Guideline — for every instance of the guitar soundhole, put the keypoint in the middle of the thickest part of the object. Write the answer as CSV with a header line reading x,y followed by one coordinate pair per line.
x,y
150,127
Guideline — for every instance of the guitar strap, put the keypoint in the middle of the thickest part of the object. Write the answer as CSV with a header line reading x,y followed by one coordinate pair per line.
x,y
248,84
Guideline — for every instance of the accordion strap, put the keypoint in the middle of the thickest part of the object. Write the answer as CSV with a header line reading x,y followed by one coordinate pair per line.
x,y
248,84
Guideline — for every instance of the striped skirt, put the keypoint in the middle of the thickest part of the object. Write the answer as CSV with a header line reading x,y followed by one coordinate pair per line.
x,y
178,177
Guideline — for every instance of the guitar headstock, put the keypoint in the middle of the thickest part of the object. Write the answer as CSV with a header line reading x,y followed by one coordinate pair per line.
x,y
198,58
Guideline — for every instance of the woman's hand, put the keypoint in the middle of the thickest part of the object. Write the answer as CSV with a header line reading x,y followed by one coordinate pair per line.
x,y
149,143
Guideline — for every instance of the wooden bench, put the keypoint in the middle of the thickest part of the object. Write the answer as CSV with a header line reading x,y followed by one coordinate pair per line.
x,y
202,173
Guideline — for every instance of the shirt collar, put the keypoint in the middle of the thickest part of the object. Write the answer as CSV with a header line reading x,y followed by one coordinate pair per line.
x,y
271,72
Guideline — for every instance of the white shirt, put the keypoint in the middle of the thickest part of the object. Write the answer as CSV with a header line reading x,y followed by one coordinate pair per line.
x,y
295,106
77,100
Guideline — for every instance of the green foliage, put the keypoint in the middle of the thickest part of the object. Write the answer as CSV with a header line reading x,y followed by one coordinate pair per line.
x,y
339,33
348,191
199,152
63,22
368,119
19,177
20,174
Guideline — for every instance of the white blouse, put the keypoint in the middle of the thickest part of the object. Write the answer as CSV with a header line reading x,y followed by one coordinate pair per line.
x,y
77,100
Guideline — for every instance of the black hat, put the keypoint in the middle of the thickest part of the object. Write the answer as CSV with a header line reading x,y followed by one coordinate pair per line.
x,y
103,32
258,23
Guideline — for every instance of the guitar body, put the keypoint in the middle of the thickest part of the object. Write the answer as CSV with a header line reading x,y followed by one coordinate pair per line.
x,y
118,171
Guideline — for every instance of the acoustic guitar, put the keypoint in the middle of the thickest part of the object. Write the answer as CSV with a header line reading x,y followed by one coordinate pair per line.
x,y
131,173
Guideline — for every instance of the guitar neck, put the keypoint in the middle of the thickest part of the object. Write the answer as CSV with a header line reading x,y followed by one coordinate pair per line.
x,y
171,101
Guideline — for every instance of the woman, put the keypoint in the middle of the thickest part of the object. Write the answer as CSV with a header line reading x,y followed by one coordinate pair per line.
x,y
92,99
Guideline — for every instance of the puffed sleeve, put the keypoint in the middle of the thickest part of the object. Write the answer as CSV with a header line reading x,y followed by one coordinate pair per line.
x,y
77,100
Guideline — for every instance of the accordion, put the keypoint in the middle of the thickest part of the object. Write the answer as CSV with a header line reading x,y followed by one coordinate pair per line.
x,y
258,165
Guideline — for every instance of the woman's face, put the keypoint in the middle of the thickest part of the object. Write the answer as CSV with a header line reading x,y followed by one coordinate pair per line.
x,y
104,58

### What to produce
Starting with the line that contains "Guideline — for every instance of the woman, put", output every line through the end of the listing above, unchanged.

### Response to this exercise
Guideline — for every instance of the woman, put the keypoint in the middle of the thickest part of the object. Write the answer as CSV with a header line reading x,y followed by one coordinate pair per line.
x,y
92,99
Guideline — for every instance of the puffed sleeve, put the keypoint in the middle of the thickest part of the object. Write the answer as CSV with a header line reading x,y followed by one coordinate pair per line.
x,y
77,100
Guideline — for every instance of the accordion, put the keypoint in the middle of the thickest part of the object. Write the answer as CSV with a header line reading x,y followed by one coordinate pair per line.
x,y
258,165
Guideline — for every instance of the woman's face, put the keypoint in the middle of the thickest part of the object. Write the answer as CSV with a header line reading x,y followed by one coordinate pair per line.
x,y
104,58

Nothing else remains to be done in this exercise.